Saved entries
•••
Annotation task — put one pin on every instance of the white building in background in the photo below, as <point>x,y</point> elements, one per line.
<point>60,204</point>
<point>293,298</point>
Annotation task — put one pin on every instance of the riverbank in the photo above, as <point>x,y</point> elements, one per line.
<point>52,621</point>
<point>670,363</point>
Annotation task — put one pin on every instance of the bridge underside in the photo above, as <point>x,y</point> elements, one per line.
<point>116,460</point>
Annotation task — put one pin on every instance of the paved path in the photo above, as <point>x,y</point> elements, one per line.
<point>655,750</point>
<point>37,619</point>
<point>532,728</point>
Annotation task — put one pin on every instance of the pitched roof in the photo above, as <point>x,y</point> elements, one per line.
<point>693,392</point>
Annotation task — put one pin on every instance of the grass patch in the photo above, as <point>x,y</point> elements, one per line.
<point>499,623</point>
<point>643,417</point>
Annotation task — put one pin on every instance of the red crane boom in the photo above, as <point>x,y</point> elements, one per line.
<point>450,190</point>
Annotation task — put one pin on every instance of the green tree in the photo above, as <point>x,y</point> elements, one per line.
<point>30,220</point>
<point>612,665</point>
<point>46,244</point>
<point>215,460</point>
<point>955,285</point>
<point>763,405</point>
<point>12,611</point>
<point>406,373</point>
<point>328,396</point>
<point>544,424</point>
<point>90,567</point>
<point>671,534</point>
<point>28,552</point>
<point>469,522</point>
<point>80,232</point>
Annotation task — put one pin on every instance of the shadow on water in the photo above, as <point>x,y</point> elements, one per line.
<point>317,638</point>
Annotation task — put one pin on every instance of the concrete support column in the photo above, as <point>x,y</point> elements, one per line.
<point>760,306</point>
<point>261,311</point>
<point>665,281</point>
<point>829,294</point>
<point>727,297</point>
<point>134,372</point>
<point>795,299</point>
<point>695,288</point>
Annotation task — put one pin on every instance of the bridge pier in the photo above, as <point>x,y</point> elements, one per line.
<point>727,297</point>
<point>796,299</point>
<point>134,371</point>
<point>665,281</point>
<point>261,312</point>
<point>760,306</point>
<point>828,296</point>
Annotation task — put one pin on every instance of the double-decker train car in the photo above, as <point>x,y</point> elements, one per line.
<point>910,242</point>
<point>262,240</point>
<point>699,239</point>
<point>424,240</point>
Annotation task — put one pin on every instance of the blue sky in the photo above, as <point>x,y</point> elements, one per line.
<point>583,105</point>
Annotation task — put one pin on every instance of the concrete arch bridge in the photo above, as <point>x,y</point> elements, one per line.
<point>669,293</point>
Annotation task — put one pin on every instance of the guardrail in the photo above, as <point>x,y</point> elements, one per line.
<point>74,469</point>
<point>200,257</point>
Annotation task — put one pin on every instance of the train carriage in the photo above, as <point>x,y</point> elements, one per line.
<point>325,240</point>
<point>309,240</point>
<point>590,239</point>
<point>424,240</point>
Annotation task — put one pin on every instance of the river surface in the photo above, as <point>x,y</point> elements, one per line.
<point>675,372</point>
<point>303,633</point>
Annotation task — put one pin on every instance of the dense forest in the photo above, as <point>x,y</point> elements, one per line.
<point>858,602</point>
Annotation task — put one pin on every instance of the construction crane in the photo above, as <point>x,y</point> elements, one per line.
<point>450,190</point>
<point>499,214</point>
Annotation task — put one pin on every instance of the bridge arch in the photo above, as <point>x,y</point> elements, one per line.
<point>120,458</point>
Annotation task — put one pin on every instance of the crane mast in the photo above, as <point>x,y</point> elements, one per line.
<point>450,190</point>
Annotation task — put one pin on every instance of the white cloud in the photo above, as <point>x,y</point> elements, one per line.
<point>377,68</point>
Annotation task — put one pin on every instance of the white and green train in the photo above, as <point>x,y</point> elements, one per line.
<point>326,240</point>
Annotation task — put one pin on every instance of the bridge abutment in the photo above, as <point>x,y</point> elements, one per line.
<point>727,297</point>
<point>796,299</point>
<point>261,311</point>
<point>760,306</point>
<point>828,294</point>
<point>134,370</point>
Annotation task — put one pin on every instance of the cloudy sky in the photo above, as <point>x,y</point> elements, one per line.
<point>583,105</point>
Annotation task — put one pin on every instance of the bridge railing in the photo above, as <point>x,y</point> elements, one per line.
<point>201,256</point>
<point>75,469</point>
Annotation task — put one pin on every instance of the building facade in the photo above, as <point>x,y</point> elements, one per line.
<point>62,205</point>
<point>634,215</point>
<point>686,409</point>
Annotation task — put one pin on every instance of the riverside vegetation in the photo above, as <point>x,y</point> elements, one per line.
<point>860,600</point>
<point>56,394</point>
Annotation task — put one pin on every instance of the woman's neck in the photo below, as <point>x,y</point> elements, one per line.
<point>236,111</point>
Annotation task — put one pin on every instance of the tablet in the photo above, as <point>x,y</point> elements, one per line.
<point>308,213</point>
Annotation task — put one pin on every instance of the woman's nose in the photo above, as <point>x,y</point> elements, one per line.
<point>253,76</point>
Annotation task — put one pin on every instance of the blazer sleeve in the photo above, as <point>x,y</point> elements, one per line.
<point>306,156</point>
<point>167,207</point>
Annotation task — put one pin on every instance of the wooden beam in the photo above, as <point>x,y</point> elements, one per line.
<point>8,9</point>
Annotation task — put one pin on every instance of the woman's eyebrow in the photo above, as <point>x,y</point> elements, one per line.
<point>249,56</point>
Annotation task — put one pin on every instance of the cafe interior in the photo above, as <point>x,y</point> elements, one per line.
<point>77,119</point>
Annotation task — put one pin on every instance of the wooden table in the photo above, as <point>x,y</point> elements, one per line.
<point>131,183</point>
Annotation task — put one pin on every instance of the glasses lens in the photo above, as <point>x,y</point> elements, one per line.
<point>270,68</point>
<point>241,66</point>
•••
> What needs to be done
Each record should be repeated in full, exactly as it is written.

> Exercise response
Annotation task — put one pin on every instance of the white building in background in the photo below, as <point>x,y</point> elements, one per line.
<point>60,204</point>
<point>293,298</point>
Annotation task — put one pin on every instance of the riverbank in the photo above, as <point>x,y</point> elements, one per line.
<point>52,621</point>
<point>670,363</point>
Annotation task — put one pin on every instance of the bridge underside in the photo above, as <point>x,y</point> elements, one per line.
<point>116,460</point>
Annotation task — put one pin on every instance of the paved path in the photo above, as <point>x,y</point> elements, one per line.
<point>655,750</point>
<point>37,619</point>
<point>532,728</point>
Annotation task — put one pin on every instance of the pitched roof in the photo above, as <point>x,y</point> elements, one per line.
<point>693,392</point>
Annotation task — put one pin on every instance of the grass patch in the photo above, as <point>x,y</point> elements, one per line.
<point>499,623</point>
<point>643,417</point>
Annotation task — put one pin on every instance of the red crane boom in the photo above, as <point>x,y</point> elements, one per line.
<point>450,190</point>
Annotation task — put one pin on every instance of the green tree in the photo above, as <point>x,y</point> elements, one per line.
<point>30,220</point>
<point>612,665</point>
<point>46,244</point>
<point>215,460</point>
<point>955,285</point>
<point>763,405</point>
<point>12,611</point>
<point>406,373</point>
<point>328,396</point>
<point>544,424</point>
<point>90,567</point>
<point>671,534</point>
<point>28,552</point>
<point>469,522</point>
<point>80,232</point>
Annotation task — put one pin on every instance of the shadow on water in the photo above, as <point>x,y</point> elements, one per line.
<point>317,638</point>
Annotation task — put one pin on every instance of the concrete support column in the photo above, as <point>x,y</point> elements, one per line.
<point>760,306</point>
<point>261,311</point>
<point>665,281</point>
<point>829,294</point>
<point>727,297</point>
<point>134,372</point>
<point>795,299</point>
<point>695,288</point>
Annotation task — put one pin on every instance of the bridge pier in the photo above, as <point>x,y</point> elements, one per line.
<point>727,297</point>
<point>796,299</point>
<point>134,371</point>
<point>665,281</point>
<point>261,312</point>
<point>760,306</point>
<point>828,296</point>
Annotation task — put one pin on every instance of the double-decker train car in the photo above, as <point>x,y</point> elements, one per line.
<point>910,242</point>
<point>262,240</point>
<point>699,239</point>
<point>424,240</point>
Annotation task — put one pin on every instance of the blue sky in the photo above, as <point>x,y</point> elements, one per line.
<point>583,105</point>
Annotation task — put one pin on every instance of the concrete arch bridge in the photo above, as <point>x,y</point> elements, one per line.
<point>669,293</point>
Annotation task — put one pin on every instance of the guardrail in the photo above, as <point>x,y</point> elements, one per line.
<point>74,469</point>
<point>200,257</point>
Annotation task — put one pin on every instance of the train carriage in the photo above, as <point>x,y</point> elements, one per line.
<point>325,240</point>
<point>309,240</point>
<point>590,239</point>
<point>424,240</point>
Annotation task — put one pin on every instance of the river surface in the photo above, as <point>x,y</point> elements, one per line.
<point>675,372</point>
<point>303,633</point>
Annotation task — put one pin on every instance of the dense forest in the photo above, as <point>x,y</point> elements, one per line.
<point>858,602</point>
Annotation task — put one pin on every instance of the construction crane in the photo above, as <point>x,y</point> elements, one per line.
<point>450,190</point>
<point>499,214</point>
Annotation task — put one pin on every instance of the bridge arch in the photo above, as <point>x,y</point> elements, one per line.
<point>120,458</point>
Annotation task — put one pin on every instance of the crane mast in the photo above, as <point>x,y</point> elements, one per line.
<point>450,190</point>
Annotation task — put one pin on every instance of the white cloud in the photo above, as <point>x,y</point> elements, one per line.
<point>377,68</point>
Annotation task — put one pin on every instance of the white and green train in the photo above, as <point>x,y</point> elements, one per line.
<point>326,240</point>
Annotation task — put one pin on every instance of the bridge abutment in the photo above, as <point>x,y</point> elements, one per line.
<point>727,297</point>
<point>796,299</point>
<point>261,311</point>
<point>760,306</point>
<point>828,294</point>
<point>134,370</point>
Annotation task — put one pin on every instance of the cloudy sky in the photo above, as <point>x,y</point> elements, one per line.
<point>583,105</point>
Annotation task — put one pin on every instance of the bridge railing in the photo above, as <point>x,y</point> elements, one per line.
<point>201,256</point>
<point>75,469</point>
Annotation task — put one pin on every instance of the building facade in the photo above, as <point>x,y</point> elements, one per line.
<point>62,205</point>
<point>634,215</point>
<point>686,409</point>
Annotation task — put one pin on every instance of the riverside vegetation in the photo above, as <point>x,y</point> elements, one per line.
<point>860,600</point>
<point>56,394</point>
Annotation task — put one pin on every instance of the woman's neck in the photo below, as <point>x,y</point> elements, one per line.
<point>236,111</point>
Annotation task — put one pin on every instance of the tablet in the photo above, as <point>x,y</point> elements, one per line.
<point>308,213</point>
Annotation task — put one pin on every instance of the woman's nose in the photo above, as <point>x,y</point> elements, one per line.
<point>253,76</point>
Annotation task — put one pin on every instance of the blazer sleeve in the photo above, as <point>x,y</point> elements, one per line.
<point>306,156</point>
<point>167,207</point>
Annotation task — put one pin on every instance of the wooden beam in the photo above, as <point>x,y</point> elements, one per line.
<point>8,9</point>
Annotation task — put one pin on every instance of the woman's eyebrow in the photo above, as <point>x,y</point> elements, one per line.
<point>249,56</point>
Annotation task — put one pin on every instance of the cafe interior in the photo above, as <point>x,y</point> elements, one per line.
<point>77,119</point>
Annotation task — put one pin on every instance of the wooden table in the photo above, as <point>x,y</point> elements, one per line.
<point>131,183</point>
Annotation task — put one pin on every instance of the glasses lens in the photo above, as <point>x,y</point> elements, one per line.
<point>270,68</point>
<point>241,66</point>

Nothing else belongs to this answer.